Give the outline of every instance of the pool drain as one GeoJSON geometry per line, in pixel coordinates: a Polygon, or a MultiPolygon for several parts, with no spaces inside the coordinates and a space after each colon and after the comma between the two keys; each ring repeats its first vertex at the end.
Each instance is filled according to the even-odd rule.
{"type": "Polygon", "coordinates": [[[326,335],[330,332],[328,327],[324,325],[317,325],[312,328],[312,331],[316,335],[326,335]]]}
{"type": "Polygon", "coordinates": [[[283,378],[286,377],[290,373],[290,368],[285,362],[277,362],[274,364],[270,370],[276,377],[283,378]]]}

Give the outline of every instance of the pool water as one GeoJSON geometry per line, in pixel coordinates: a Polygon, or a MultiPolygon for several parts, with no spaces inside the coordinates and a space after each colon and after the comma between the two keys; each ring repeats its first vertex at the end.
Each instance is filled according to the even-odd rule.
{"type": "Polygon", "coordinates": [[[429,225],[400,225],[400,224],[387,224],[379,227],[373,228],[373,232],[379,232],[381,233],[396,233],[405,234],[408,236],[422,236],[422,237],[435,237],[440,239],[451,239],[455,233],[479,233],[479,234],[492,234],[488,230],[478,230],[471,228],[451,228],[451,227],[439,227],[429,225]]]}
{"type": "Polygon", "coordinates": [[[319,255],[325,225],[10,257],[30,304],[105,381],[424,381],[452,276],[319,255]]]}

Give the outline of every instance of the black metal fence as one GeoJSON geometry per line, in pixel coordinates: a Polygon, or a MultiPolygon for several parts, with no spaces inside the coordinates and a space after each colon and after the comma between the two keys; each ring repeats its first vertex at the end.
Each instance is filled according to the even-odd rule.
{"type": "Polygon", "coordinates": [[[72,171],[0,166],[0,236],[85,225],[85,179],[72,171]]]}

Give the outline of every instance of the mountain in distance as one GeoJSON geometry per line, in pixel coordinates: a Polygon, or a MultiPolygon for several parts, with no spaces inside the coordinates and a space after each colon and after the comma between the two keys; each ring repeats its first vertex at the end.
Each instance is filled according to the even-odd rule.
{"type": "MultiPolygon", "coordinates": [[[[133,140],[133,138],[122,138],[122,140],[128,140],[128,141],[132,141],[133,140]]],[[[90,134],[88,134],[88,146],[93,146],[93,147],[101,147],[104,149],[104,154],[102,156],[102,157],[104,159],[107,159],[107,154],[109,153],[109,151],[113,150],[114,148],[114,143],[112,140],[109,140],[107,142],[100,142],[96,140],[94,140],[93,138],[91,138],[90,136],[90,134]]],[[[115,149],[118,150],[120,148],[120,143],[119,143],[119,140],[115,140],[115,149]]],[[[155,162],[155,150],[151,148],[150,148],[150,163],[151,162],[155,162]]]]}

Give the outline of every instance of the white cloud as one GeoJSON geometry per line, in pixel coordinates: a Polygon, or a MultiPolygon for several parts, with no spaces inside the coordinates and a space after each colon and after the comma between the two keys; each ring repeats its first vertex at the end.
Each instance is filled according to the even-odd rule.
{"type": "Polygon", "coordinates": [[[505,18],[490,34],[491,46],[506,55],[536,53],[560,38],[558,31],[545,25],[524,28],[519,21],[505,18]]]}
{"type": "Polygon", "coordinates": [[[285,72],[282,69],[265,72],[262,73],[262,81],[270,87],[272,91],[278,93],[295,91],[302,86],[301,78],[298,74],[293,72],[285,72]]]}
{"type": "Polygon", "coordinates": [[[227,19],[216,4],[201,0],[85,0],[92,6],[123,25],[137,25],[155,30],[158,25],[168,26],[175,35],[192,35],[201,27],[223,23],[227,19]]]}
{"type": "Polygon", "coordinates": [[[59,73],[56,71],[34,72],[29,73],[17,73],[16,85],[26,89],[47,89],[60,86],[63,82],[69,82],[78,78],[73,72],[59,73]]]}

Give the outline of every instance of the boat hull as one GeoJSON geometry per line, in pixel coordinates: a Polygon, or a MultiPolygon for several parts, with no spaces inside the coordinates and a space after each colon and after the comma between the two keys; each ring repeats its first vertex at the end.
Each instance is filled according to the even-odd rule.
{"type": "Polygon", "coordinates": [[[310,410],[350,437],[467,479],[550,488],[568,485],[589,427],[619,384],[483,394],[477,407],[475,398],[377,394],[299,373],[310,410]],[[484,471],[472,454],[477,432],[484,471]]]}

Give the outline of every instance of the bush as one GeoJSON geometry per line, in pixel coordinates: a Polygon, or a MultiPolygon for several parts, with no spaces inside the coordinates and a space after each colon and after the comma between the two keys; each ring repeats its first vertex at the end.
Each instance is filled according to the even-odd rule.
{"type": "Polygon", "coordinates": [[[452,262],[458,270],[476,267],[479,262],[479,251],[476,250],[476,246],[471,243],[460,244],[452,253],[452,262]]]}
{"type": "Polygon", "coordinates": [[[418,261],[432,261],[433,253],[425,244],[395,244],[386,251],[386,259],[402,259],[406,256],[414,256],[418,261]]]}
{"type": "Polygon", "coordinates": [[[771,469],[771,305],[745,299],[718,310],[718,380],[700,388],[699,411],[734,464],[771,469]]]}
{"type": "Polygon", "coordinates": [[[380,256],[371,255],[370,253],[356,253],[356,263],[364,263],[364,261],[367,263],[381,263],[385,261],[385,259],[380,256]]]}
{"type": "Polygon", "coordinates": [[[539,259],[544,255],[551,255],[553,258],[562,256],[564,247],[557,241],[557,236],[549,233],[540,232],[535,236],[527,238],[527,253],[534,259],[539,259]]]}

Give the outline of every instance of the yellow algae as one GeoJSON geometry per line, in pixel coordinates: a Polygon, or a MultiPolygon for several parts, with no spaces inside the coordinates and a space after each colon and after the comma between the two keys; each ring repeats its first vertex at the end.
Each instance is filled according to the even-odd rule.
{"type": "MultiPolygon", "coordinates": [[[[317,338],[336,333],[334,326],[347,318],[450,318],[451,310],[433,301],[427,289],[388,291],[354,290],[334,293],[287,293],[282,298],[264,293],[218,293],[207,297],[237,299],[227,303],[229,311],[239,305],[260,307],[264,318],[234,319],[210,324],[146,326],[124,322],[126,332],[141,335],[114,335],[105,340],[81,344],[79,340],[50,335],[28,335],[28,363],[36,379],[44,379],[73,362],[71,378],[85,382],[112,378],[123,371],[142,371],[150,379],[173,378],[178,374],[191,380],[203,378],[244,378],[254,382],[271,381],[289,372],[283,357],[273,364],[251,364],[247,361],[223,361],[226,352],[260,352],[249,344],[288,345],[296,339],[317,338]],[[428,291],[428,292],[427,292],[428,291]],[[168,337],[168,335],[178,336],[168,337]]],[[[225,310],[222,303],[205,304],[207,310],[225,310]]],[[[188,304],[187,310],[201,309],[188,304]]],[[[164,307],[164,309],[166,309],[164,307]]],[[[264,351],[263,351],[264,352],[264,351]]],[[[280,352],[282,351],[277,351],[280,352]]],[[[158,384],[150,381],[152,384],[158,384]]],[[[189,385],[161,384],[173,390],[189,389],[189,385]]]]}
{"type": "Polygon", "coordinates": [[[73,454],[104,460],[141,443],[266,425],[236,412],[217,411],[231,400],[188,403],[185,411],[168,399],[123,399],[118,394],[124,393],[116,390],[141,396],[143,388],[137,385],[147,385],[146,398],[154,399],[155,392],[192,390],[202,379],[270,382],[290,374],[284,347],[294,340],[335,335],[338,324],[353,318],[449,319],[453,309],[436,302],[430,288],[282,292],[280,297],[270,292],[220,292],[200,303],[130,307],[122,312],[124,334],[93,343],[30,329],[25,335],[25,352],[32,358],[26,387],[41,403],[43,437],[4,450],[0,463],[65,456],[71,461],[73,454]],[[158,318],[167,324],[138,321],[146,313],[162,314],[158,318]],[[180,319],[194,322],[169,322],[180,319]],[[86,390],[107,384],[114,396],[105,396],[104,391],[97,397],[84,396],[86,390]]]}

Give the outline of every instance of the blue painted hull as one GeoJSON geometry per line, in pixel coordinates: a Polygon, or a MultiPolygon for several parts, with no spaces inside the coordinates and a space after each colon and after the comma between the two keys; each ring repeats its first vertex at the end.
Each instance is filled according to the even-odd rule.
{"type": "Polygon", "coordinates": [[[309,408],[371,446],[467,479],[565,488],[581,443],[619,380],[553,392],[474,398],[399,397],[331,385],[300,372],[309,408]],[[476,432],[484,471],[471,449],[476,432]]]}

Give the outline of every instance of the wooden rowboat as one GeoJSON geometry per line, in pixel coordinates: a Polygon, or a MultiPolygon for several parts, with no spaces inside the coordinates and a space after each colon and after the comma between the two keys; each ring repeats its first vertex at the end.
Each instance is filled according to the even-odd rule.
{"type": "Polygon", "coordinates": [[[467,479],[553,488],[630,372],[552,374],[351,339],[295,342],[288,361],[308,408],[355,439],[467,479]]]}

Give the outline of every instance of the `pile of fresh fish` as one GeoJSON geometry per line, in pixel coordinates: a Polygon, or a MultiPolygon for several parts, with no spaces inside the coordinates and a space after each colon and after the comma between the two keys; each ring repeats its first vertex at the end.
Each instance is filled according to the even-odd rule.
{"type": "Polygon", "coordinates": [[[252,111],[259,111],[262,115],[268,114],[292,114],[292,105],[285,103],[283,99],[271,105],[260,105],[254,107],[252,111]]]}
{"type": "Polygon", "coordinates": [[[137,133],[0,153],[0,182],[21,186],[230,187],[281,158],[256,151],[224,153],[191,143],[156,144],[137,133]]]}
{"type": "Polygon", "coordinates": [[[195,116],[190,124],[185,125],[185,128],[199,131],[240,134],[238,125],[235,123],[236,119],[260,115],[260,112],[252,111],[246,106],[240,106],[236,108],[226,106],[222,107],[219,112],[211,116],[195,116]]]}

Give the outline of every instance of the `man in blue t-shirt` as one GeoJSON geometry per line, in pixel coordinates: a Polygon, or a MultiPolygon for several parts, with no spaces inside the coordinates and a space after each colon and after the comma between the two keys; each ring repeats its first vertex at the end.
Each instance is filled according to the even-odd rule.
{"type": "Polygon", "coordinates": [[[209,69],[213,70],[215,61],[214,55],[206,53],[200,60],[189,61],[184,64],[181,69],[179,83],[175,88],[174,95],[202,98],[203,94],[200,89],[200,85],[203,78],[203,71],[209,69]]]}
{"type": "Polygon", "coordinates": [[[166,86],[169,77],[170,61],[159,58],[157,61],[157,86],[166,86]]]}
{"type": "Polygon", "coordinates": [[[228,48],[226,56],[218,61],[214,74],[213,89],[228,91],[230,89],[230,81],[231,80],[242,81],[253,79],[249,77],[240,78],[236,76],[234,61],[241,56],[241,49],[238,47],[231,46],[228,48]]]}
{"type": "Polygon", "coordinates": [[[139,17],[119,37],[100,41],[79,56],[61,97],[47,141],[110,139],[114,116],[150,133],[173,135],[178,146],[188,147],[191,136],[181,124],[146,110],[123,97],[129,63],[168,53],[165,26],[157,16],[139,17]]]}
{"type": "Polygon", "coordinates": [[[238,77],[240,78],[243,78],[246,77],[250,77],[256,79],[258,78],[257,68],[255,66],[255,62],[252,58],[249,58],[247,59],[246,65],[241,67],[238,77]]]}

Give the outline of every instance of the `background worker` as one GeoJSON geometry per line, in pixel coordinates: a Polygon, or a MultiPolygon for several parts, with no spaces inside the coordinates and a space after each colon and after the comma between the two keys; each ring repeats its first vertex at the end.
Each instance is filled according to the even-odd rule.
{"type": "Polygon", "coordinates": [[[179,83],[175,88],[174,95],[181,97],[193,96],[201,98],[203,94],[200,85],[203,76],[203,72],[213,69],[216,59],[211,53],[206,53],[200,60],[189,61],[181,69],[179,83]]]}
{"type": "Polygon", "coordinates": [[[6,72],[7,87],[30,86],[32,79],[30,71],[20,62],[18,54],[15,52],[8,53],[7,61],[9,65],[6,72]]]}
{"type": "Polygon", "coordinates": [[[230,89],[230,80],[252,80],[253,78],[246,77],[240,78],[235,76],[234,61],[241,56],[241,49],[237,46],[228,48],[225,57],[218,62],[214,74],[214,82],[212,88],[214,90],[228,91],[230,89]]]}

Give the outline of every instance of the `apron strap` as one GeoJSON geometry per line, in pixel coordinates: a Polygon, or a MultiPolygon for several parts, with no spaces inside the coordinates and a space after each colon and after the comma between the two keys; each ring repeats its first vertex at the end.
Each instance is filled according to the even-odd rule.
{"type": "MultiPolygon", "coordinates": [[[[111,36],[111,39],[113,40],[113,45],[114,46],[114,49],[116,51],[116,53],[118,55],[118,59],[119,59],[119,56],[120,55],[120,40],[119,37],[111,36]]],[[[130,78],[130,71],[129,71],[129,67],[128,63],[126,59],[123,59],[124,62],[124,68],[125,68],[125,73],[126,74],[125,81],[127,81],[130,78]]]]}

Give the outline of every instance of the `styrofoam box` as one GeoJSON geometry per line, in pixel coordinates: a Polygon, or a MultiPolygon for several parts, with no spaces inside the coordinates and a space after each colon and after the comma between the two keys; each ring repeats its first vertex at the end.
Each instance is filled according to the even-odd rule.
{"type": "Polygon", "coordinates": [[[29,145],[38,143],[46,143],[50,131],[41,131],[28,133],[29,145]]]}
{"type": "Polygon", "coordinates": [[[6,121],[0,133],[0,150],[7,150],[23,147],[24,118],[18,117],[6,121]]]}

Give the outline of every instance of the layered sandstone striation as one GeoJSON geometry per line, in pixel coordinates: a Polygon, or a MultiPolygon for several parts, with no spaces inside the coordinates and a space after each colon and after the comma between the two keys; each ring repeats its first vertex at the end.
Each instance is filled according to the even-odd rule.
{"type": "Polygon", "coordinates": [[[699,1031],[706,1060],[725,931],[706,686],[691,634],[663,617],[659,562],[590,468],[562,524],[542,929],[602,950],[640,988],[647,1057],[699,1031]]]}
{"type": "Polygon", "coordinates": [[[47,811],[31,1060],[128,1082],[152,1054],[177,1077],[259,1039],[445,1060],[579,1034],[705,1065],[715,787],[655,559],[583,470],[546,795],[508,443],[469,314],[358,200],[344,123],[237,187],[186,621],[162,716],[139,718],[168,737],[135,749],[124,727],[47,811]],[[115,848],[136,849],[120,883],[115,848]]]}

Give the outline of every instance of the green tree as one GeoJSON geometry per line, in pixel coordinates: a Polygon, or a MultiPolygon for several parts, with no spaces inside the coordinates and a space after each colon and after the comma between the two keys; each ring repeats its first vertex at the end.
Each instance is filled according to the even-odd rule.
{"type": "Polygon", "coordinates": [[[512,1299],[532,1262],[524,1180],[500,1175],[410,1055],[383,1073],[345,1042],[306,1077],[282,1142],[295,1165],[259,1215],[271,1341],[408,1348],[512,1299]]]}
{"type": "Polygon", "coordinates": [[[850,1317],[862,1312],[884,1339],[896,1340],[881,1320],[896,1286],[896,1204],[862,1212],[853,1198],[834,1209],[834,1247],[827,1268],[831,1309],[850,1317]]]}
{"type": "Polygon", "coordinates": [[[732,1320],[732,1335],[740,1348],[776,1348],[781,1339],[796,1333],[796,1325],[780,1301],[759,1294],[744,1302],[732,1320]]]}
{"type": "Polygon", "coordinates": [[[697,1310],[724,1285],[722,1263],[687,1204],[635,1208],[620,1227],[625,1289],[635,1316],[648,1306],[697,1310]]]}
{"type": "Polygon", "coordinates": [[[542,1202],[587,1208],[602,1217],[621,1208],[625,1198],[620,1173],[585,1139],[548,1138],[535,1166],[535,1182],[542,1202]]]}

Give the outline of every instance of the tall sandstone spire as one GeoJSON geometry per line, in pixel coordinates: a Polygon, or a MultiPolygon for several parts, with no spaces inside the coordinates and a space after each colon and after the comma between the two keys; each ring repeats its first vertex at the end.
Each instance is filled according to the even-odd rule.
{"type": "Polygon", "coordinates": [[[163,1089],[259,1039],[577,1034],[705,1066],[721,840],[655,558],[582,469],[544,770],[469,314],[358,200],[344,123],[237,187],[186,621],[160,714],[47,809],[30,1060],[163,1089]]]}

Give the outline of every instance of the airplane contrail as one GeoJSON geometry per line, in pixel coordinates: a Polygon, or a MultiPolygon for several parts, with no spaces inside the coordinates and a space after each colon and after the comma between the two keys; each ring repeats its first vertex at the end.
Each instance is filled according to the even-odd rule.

+-------+

# Task to carry out
Return exactly, and only, the line containing "Give the outline of every instance of the tall" and every line after it through the end of the material.

# Exercise output
Give the outline of every instance of the tall sandstone spire as one GeoJSON geometry per line, in pixel coordinates: a Polygon, or a MultiPolygon for several parts, with no spaces inside the coordinates and a space after each colon and after the comma between the two keys; each ring repeats its first vertex at the end.
Each instance is filled according to the even-odd rule.
{"type": "Polygon", "coordinates": [[[163,1089],[259,1039],[577,1034],[705,1066],[721,840],[655,558],[582,469],[544,770],[469,314],[358,200],[344,123],[237,187],[186,621],[160,714],[47,809],[30,1060],[163,1089]]]}

Give the outline of every instance of the airplane contrail as one GeoJSON geometry per line, in pixel coordinates: a Polygon, or a MultiPolygon for several parts, with no spaces inside the coordinates and a space after each colon and after the comma between the two keys; each ring repeats its first vertex at the end.
Each instance is filled according to the even-odd rule.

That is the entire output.